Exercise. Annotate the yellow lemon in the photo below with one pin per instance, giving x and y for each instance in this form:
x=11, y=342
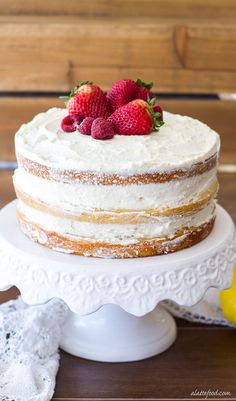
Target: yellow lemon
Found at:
x=228, y=301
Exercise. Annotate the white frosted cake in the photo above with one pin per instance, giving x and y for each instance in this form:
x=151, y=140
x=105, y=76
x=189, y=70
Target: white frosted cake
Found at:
x=129, y=196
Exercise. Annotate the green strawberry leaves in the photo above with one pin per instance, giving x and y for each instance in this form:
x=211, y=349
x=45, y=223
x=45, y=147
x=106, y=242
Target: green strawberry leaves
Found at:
x=139, y=82
x=155, y=115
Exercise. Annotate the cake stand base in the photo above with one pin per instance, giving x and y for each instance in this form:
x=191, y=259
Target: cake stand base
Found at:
x=113, y=335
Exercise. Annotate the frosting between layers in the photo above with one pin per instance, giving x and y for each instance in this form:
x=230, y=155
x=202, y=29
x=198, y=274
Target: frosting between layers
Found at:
x=78, y=198
x=164, y=227
x=180, y=143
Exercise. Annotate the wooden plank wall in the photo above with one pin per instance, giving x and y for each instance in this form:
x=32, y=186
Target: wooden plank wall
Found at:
x=183, y=46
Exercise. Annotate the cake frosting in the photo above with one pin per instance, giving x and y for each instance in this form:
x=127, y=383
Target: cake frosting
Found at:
x=117, y=216
x=180, y=143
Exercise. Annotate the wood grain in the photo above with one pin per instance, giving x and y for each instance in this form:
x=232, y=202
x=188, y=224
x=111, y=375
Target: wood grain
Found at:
x=201, y=358
x=122, y=8
x=217, y=114
x=54, y=52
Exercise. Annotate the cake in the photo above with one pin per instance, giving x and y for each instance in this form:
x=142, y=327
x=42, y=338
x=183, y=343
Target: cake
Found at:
x=129, y=196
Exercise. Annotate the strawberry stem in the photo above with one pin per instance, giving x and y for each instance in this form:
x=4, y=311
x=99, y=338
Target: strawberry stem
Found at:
x=155, y=115
x=139, y=82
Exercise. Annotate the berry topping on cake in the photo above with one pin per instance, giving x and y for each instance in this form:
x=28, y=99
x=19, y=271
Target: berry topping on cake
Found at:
x=85, y=126
x=144, y=90
x=136, y=118
x=87, y=100
x=102, y=129
x=122, y=92
x=71, y=123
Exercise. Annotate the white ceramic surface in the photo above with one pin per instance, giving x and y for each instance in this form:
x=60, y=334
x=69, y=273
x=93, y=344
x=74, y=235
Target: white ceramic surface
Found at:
x=112, y=287
x=137, y=285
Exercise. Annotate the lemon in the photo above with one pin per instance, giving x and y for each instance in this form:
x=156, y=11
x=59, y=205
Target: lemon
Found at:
x=228, y=301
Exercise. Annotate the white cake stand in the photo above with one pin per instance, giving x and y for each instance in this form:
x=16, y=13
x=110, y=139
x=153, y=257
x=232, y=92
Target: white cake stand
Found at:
x=114, y=314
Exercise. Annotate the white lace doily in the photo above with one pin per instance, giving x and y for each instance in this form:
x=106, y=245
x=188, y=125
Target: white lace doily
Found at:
x=29, y=358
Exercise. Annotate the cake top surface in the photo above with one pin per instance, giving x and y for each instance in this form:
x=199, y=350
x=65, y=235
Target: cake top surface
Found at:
x=181, y=142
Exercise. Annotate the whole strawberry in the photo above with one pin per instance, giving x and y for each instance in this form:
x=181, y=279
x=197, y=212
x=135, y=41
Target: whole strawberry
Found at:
x=87, y=100
x=121, y=92
x=157, y=109
x=144, y=90
x=102, y=129
x=135, y=118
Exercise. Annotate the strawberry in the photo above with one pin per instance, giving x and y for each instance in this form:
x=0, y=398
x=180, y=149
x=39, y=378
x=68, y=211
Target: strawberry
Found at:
x=87, y=100
x=121, y=92
x=102, y=129
x=144, y=90
x=136, y=118
x=71, y=123
x=85, y=126
x=157, y=109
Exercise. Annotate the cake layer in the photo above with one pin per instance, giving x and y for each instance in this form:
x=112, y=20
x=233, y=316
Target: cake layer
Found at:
x=99, y=249
x=125, y=234
x=153, y=199
x=181, y=143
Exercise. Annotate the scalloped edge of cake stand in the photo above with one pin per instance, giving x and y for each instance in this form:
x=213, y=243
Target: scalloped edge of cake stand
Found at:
x=119, y=298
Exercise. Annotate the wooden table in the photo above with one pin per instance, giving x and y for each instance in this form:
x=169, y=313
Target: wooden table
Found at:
x=202, y=358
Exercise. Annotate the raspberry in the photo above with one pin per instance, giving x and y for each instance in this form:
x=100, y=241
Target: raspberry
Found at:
x=85, y=126
x=102, y=129
x=71, y=123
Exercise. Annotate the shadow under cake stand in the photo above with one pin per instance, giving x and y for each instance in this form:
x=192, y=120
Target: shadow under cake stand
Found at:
x=114, y=314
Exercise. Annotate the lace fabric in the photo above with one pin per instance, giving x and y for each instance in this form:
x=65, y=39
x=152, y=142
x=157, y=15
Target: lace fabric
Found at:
x=29, y=357
x=30, y=336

(THE TASK):
Copy out every one of the records above word for word, leaving out the pictures.

(ANSWER FOR THIS EXERCISE):
Exercise. Annotate the yellow lemon in the photo below with one pin per instance, giving x and y for each instance in this form:
x=11, y=342
Target: yellow lemon
Found at:
x=228, y=301
Exercise. Annotate the white frosted cake in the photo above with one pin per instance, giving x and y for each instance in this form:
x=151, y=140
x=105, y=76
x=189, y=70
Target: white frosted cake
Found at:
x=129, y=196
Exercise. Annotate the green strawberry leaves in the photo above with one pin per instance, giving x and y for each instance in this form:
x=211, y=349
x=45, y=223
x=45, y=147
x=106, y=242
Target: green strawberry leaves
Found at:
x=139, y=82
x=155, y=115
Exercise. Annotate the cake stand base in the photo above with one pin per instance, giving x and y for each instance in this form:
x=191, y=259
Target: cake stand base
Found at:
x=113, y=335
Exercise. Annotate the frosting between layers in the photo above with one pin per instance, giving x and y for each instance in this form:
x=230, y=155
x=202, y=29
x=198, y=274
Target: frosting between layers
Found at:
x=78, y=198
x=164, y=227
x=180, y=143
Exercise. Annotate the wooden plank wall in the photo above with one pin per instance, giving x and y for each instance in this form:
x=32, y=186
Target: wooden plank wall
Found at:
x=183, y=46
Exercise. Annotate the cake frosting in the photo above with one pin per instance, giving x and y for each instance in this form:
x=127, y=383
Target: cake frosting
Found at:
x=117, y=216
x=180, y=143
Exercise. Annotate the wood grain in the photo above with one pin per instance, giving x and y for each instance in this form:
x=232, y=202
x=188, y=224
x=111, y=375
Target: wood grain
Found at:
x=201, y=358
x=122, y=8
x=217, y=114
x=54, y=52
Exercise. Annotate the cake in the photo above with one pin per instance, giving x and y for each instance in this form:
x=142, y=327
x=42, y=338
x=183, y=343
Target: cake
Found at:
x=129, y=196
Exercise. Annotate the strawberry stem in the photo above with one pin per instance, giving x and y for each instance in this form:
x=4, y=311
x=99, y=338
Target: strawberry stem
Found at:
x=155, y=115
x=139, y=82
Exercise. Annotate the berry topping on cake in the photo above with one pin per instance, giving x and y for each instance in this form:
x=28, y=99
x=19, y=271
Target: berry topping on cake
Found at:
x=85, y=126
x=144, y=90
x=136, y=118
x=87, y=100
x=102, y=129
x=122, y=92
x=71, y=123
Exercise. Annotate the white ceramic surface in the photo above with one pin per instance, giving x and y for each instance in this form:
x=60, y=334
x=69, y=273
x=93, y=344
x=74, y=235
Target: white ceramic surface
Found at:
x=112, y=287
x=137, y=285
Exercise. Annotate the lemon in the photo above with one pin per instance, giving x and y for each instance in this form:
x=156, y=11
x=59, y=205
Target: lemon
Found at:
x=228, y=301
Exercise. Annotate the white cake stand in the photo above with one pin per instance, giving x and y for each instance in this form:
x=16, y=13
x=110, y=139
x=153, y=257
x=232, y=92
Target: white cake stand
Found at:
x=114, y=314
Exercise. Annotate the white lace doily in the photo above with one pin per instance, giving x and y for each instance in this form:
x=106, y=245
x=188, y=125
Target: white lace doily
Found at:
x=29, y=358
Exercise. Annotate the cake top surface in the photo above with one pin per instance, giving x and y for each instance in this form:
x=199, y=350
x=65, y=235
Target: cake top surface
Found at:
x=181, y=142
Exercise. Annotate the whole strawberry in the photo above with one pin per instance, giving x and y for each instance in this form:
x=181, y=279
x=197, y=212
x=135, y=41
Target: whole strawberry
Found at:
x=87, y=100
x=121, y=92
x=157, y=109
x=144, y=90
x=102, y=129
x=135, y=118
Exercise. Annotate the strawberry in the photo above with one pin per instance, giving x and y for each instance in this form:
x=0, y=398
x=180, y=149
x=39, y=378
x=68, y=211
Target: strawberry
Found at:
x=87, y=100
x=121, y=92
x=102, y=129
x=144, y=90
x=136, y=118
x=71, y=123
x=85, y=126
x=157, y=109
Exercise. Annotate the cake layer in the photo above with one pin per instance, giving x and y for each instance in this form:
x=112, y=20
x=233, y=316
Target: cake layer
Found at:
x=99, y=249
x=125, y=234
x=153, y=199
x=181, y=143
Exercise. Annotate the scalloped edge of cake stand in the photo above with one pin per instance, giving x and y for each instance in this form:
x=213, y=243
Target: scalloped edge of cake stand
Found at:
x=119, y=298
Exercise. Annotate the wooden table in the photo above with one pin per instance, giving x and y for each instance in this form:
x=169, y=313
Target: wooden table
Found at:
x=202, y=358
Exercise. Annotate the raspberry in the photo above with one pin per instance, giving x and y for each instance in this form:
x=100, y=241
Target: raspberry
Found at:
x=85, y=126
x=102, y=129
x=71, y=123
Exercise. Annotate the shadow under cake stand in the photo above with one pin per instance, giving x and y for each instance in this form:
x=192, y=120
Target: shadow under cake stand
Found at:
x=114, y=314
Exercise. Annotate the lace fabric in the photo above with one pin per instance, giving x and y for each instance in this form:
x=65, y=39
x=152, y=142
x=157, y=15
Target: lace fabric
Found at:
x=29, y=357
x=30, y=336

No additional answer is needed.